## Stated problem
In the records below, find the line containing "Exercise. Mark the blue shirt"; give it again exactly, along with every line that follows, and nothing else.

## Given information
%%

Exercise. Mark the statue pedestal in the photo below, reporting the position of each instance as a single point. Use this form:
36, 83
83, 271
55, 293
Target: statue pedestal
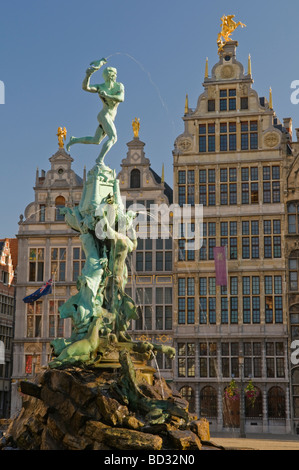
140, 366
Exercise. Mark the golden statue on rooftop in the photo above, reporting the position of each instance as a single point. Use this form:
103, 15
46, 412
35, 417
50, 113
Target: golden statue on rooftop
136, 127
228, 26
61, 134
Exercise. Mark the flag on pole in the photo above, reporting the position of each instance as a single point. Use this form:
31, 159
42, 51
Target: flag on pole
44, 290
220, 265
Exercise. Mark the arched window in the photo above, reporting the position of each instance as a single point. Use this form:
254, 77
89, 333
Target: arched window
2, 353
59, 203
188, 394
295, 381
208, 403
255, 410
293, 210
276, 403
135, 178
294, 318
293, 270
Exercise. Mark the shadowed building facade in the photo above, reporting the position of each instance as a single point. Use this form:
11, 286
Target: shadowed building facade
8, 276
232, 158
49, 249
150, 282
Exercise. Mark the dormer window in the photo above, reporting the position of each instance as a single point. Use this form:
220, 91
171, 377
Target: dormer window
228, 101
135, 178
59, 204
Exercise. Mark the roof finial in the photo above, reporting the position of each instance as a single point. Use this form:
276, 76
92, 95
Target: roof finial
270, 99
207, 68
228, 26
61, 134
249, 65
136, 127
186, 105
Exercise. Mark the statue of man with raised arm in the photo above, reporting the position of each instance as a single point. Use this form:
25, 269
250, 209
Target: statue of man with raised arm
111, 93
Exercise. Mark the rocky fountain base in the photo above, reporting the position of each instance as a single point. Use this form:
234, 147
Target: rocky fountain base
93, 409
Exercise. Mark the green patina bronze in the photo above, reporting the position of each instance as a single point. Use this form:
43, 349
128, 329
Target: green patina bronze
101, 311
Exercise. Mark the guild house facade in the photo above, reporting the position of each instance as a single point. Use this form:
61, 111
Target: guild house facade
239, 161
49, 249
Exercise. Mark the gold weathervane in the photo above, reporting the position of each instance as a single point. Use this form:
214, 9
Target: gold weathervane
61, 134
136, 127
228, 26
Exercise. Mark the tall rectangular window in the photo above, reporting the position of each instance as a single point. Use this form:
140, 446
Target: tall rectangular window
58, 264
271, 184
78, 262
34, 319
186, 301
36, 264
249, 135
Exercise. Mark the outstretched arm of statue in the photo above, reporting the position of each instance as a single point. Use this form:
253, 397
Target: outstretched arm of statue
118, 97
94, 66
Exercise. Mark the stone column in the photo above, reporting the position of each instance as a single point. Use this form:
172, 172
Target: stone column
220, 409
288, 411
197, 399
265, 410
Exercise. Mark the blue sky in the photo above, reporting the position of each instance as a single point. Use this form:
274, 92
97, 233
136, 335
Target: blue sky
159, 49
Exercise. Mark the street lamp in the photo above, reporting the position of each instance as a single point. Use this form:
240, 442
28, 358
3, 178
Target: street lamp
242, 404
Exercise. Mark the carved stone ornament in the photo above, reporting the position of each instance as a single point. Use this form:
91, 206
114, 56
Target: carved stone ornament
271, 139
227, 72
184, 144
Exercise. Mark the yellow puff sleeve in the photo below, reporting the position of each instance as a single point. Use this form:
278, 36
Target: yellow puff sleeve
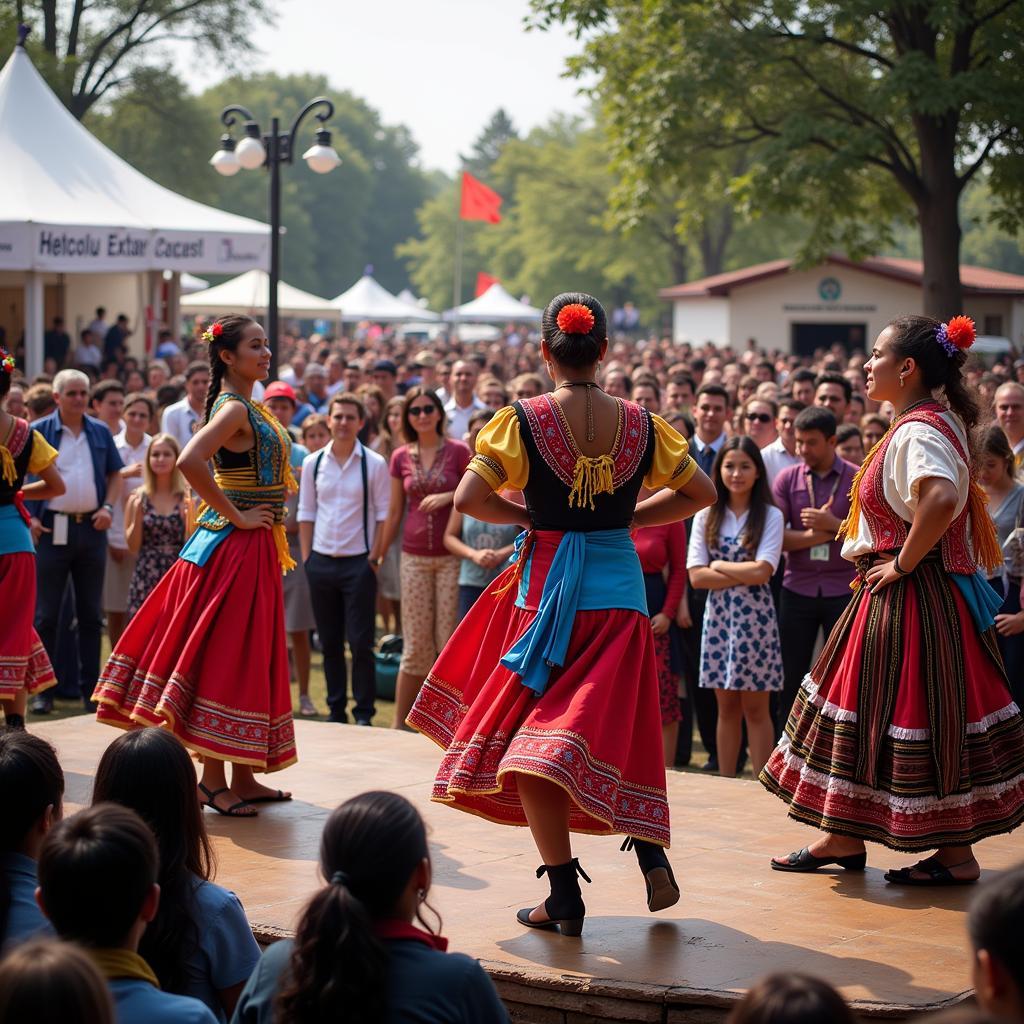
500, 457
673, 465
42, 453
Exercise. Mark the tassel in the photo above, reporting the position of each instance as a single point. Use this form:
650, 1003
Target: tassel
7, 470
281, 543
986, 545
592, 477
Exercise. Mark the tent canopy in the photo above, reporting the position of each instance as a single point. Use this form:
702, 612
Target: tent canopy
250, 292
369, 300
494, 306
69, 204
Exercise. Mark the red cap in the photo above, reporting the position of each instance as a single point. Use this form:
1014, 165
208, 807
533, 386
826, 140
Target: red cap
279, 389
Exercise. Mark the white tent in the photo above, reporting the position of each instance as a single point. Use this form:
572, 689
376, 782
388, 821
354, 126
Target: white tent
250, 292
494, 306
70, 206
369, 300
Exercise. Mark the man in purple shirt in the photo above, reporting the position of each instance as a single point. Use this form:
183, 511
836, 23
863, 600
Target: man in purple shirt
814, 498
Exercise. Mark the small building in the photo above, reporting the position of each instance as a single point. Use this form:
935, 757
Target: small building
800, 310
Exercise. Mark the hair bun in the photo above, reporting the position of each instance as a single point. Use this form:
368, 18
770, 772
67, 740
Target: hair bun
576, 318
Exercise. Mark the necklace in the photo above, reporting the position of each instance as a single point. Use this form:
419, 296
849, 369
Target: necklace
590, 404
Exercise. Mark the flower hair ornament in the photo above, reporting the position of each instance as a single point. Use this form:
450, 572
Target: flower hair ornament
956, 335
212, 332
576, 318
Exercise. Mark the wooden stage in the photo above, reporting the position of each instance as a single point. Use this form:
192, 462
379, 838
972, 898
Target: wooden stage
892, 952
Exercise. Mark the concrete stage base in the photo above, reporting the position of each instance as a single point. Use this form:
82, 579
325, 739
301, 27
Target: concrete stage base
893, 952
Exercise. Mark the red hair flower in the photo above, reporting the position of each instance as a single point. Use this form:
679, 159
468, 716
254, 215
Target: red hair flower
576, 318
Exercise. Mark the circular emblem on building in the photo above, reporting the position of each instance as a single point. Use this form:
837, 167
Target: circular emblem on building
829, 289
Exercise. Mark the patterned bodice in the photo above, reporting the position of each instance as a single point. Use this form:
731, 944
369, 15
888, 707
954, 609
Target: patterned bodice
553, 458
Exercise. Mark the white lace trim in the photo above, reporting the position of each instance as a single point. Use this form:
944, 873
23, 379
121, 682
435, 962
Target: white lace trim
904, 805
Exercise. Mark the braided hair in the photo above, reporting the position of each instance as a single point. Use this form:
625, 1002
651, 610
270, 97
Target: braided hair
577, 348
914, 337
226, 340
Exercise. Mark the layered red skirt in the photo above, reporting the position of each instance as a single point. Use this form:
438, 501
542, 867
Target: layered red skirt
596, 730
206, 656
25, 667
904, 732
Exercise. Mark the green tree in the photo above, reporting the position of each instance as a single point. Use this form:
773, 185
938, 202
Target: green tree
860, 113
90, 49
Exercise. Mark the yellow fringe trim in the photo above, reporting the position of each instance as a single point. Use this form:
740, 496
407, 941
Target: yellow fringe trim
592, 476
7, 466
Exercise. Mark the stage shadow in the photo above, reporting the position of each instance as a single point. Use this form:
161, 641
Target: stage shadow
705, 955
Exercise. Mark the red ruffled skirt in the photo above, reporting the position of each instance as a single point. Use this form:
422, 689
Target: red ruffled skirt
206, 656
25, 666
904, 732
596, 731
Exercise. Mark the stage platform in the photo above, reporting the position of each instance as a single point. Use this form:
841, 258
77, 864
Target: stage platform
893, 952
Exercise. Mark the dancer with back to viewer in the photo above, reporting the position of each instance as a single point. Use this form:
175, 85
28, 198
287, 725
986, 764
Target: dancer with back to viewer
905, 732
546, 697
205, 654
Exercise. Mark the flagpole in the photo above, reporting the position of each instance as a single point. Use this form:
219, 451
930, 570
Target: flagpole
457, 282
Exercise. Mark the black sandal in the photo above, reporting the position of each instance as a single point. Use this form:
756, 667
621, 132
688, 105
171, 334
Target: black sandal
230, 812
803, 861
938, 875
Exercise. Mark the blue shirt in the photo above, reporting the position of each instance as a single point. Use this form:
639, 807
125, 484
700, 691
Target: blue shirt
25, 920
104, 453
425, 986
136, 1001
226, 954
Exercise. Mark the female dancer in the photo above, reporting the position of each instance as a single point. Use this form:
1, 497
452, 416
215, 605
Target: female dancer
904, 732
206, 652
25, 667
546, 698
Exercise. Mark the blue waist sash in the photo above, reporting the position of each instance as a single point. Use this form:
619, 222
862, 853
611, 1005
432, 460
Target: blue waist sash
14, 535
589, 572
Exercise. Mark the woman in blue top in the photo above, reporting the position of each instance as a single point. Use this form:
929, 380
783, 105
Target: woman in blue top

%%

## Result below
Exercise. Mark the blue shirt in the photo above, reporting the position of each instance as a single point. Use this form:
639, 807
125, 484
700, 691
Target: blue shirt
25, 920
104, 453
425, 986
136, 1001
226, 954
Exercise. Mark the female dancer in the photo above, reporting the position of each instance as a single point. Use this form:
1, 497
452, 416
215, 605
Target: female dancer
904, 732
206, 652
25, 667
546, 698
Exercise. Mark the blue waist sash in the photo above, reporting the position of each instance as a single point. Use this form:
619, 222
862, 853
611, 1005
432, 460
Target: blue waist sash
14, 535
589, 572
Exercise. Mark the woman in blue top in the photo above, reporting the position of each instance as a single point. Use this form:
929, 380
783, 105
Target: woman in blue top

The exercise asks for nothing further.